* _EXERCISE PASSAGE_
- - - -

ESA and NASA join forces to measure Arctic sea ice
Marking another remarkable collaborative effort, ESA and NASA met up over the Arctic Ocean this week to perform some carefully coordinated flights directly under CryoSat orbiting above. The data gathered help ensure the accuracy of ESA’s ice mission.
The aim of this large-scale campaign was to record sea-ice thickness and conditions of the ice exactly along the line traced by ESA’s CryoSat satellite orbiting high above. A range of sensors installed on the different aircraft was used to gather complementary information.
These airborne instruments included simple cameras to get a visual record of the sea ice, laser scanners to clearly map the height of the ice, an ice-thickness sensor called EM-Bird along with ESA’s sophisticated radar altimeter called ASIRAS and NASA’s snow and Ku-band radars, which mimic CryoSat’s measurements but at a higher resolution.
In orbit for two years, CryoSat carries the first radar altimeter of its kind to monitor changes in the thickness of ice.
As with any Earth observation mission, it is important to validate the readings acquired from space. This involves comparing the satellite data with measurements taken in situ, usually on the ground and from the air.
The teams of scientists from Europe, US and Canada expect that by pooling flight time and the results they will get a much-improved accuracy of global ice-thickness trends measured by CryoSat and NASA’s IceSat.

- - - -

* _PROBLEM_
Reproduce the text of the article on the ESA and NASA Arctic sea ice flights word for word, from "In orbit for" through "from the air.", inclusive.

* _SUPPLIED MATERIAL_
- - - -

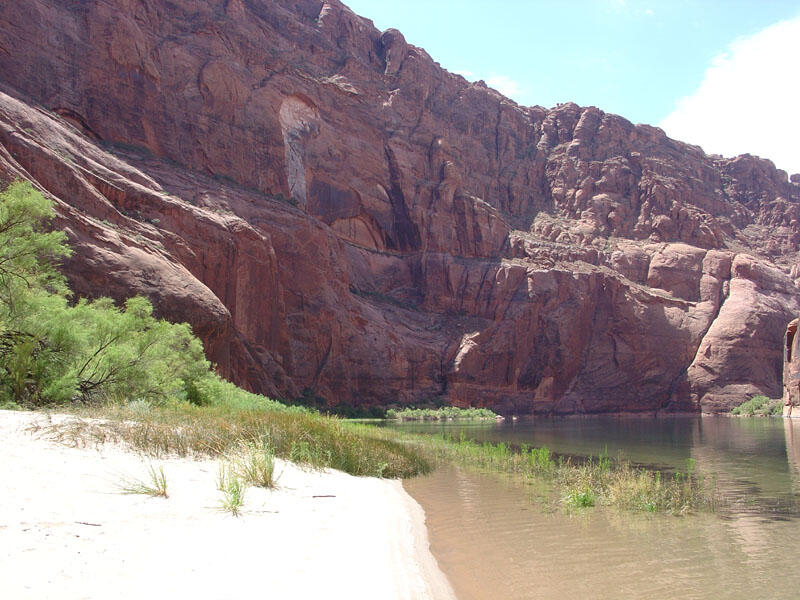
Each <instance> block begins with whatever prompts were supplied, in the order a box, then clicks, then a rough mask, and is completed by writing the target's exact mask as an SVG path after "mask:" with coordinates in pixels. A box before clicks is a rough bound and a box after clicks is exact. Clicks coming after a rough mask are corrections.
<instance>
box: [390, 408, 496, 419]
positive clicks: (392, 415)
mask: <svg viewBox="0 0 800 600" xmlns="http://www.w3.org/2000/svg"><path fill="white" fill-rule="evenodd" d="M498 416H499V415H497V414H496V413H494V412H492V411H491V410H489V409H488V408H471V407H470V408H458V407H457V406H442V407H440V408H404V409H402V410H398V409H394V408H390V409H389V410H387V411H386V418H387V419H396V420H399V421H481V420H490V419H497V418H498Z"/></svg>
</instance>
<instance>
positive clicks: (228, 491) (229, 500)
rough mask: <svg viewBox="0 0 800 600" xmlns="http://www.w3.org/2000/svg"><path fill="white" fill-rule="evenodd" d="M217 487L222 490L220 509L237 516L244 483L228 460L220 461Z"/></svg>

- - - -

* _TASK RESPONSE_
In orbit for two years, CryoSat carries the first radar altimeter of its kind to monitor changes in the thickness of ice.
As with any Earth observation mission, it is important to validate the readings acquired from space. This involves comparing the satellite data with measurements taken in situ, usually on the ground and from the air.